### Testo di studio

════

Come ti compro l’informazione

martedì 11 febbraio 2025


La reazione scomposta dei “progressisti” allo svelamento del vaso di Pandora. Quando i giovani tech guy di Elon Musk hanno mostrato al mondo dove finivano – o meglio, verso quali testate – i soldi dei contribuenti americani, attraverso l’agenzia governativa Usaid, tra le fila dei democratici e della sinistra a stelle e strisce si è diffuso prontamente il panico. L’isteria di chi per troppo ha agito nell’ombra e l’ha fatta franca. Ancora più eloquente, tuttavia, è stata la reazione dei media mainstream italiani e non: un silenzio pressoché assoluto da parte delle principali testate, una reticenza che in altri tempi avrebbe potuto insabbiare una notizia scomoda. Tuttavia, il 2025 segna un’epoca in cui il potere dellinformazione tradizionale è – a nostro malgrado – drasticamente ridimensionato, e la fiducia del pubblico nei media legacy ha raggiunto minimi storici.

Sulla carta, la Usaid è un’agenzia nata per promuovere lo sviluppo e il progresso nei Paesi in difficoltà. Ma da oltre un decennio, in molti la indicano come uno degli ingranaggi del cosiddetto censorship industrial complex, un sistema di finanziamenti a Ong, think tank e gruppi editoriali che, più che informare, dettano la linea e soffocano le voci fuori dal coro. Il principio è semplice: chi non si allinea viene marginalizzato, mentre chi sposa la narrazione dominante riceve fondi e visibilità. Ma soprattutto fondi. Non è certo la prima volta che i governi usano il denaro pubblico per influenzare la comunicazione. Durante la guerra fredda, ad esempio, gli Stati Uniti finanziavano alcuni partiti occidentali – Italia inclusa – per contrastare l’influenza sovietica. La differenza? All’epoca si trattava di una strategia per difendere gli equilibri geopolitici. Oggi, invece, il gioco sembra essere un altro: erodere le strutture dello Stato-nazione e favorire un modello di potere tecnocratico, centralizzato e privo di veri contrappesi democratici.

════

### Insieme di dati
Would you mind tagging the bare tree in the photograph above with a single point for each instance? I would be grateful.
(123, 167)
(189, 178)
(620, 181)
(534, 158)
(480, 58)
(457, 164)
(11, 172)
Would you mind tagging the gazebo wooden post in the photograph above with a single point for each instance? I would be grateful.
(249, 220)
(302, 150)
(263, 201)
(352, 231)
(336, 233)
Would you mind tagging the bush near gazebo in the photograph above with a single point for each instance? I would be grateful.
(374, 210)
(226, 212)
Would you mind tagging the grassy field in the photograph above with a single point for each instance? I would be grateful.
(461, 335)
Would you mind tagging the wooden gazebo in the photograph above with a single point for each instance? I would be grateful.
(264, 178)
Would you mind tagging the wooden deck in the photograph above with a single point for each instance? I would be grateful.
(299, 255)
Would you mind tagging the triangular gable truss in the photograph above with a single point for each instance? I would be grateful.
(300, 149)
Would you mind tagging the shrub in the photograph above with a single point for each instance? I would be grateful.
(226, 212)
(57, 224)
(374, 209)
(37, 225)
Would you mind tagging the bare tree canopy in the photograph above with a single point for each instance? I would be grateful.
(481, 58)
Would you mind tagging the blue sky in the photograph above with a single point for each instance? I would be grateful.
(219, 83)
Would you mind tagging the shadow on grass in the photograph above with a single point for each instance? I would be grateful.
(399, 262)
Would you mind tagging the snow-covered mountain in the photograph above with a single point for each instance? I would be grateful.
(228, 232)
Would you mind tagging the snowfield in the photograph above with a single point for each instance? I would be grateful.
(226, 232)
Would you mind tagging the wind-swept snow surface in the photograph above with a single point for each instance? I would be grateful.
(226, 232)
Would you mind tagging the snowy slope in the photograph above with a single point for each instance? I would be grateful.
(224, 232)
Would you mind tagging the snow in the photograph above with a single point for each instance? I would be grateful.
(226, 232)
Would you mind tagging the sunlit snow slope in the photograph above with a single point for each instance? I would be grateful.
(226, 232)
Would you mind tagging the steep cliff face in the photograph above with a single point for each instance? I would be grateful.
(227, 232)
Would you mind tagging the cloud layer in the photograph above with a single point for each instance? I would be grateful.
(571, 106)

════

### Compito da svolgere
Ricopia il passo del testo di studio tra "martedì 11 febbraio" e "raggiunto minimi storici.", estremi compresi, mettendo "allarme" al posto di "panico". Questi record vengono da un'altra fonte.

### Risposta al compito
martedì 11 febbraio 2025


La reazione scomposta dei “progressisti” allo svelamento del vaso di Pandora. Quando i giovani tech guy di Elon Musk hanno mostrato al mondo dove finivano – o meglio, verso quali testate – i soldi dei contribuenti americani, attraverso l’agenzia governativa Usaid, tra le fila dei democratici e della sinistra a stelle e strisce si è diffuso prontamente il allarme. L’isteria di chi per troppo ha agito nell’ombra e l’ha fatta franca. Ancora più eloquente, tuttavia, è stata la reazione dei media mainstream italiani e non: un silenzio pressoché assoluto da parte delle principali testate, una reticenza che in altri tempi avrebbe potuto insabbiare una notizia scomoda. Tuttavia, il 2025 segna un’epoca in cui il potere dellinformazione tradizionale è – a nostro malgrado – drasticamente ridimensionato, e la fiducia del pubblico nei media legacy ha raggiunto minimi storici.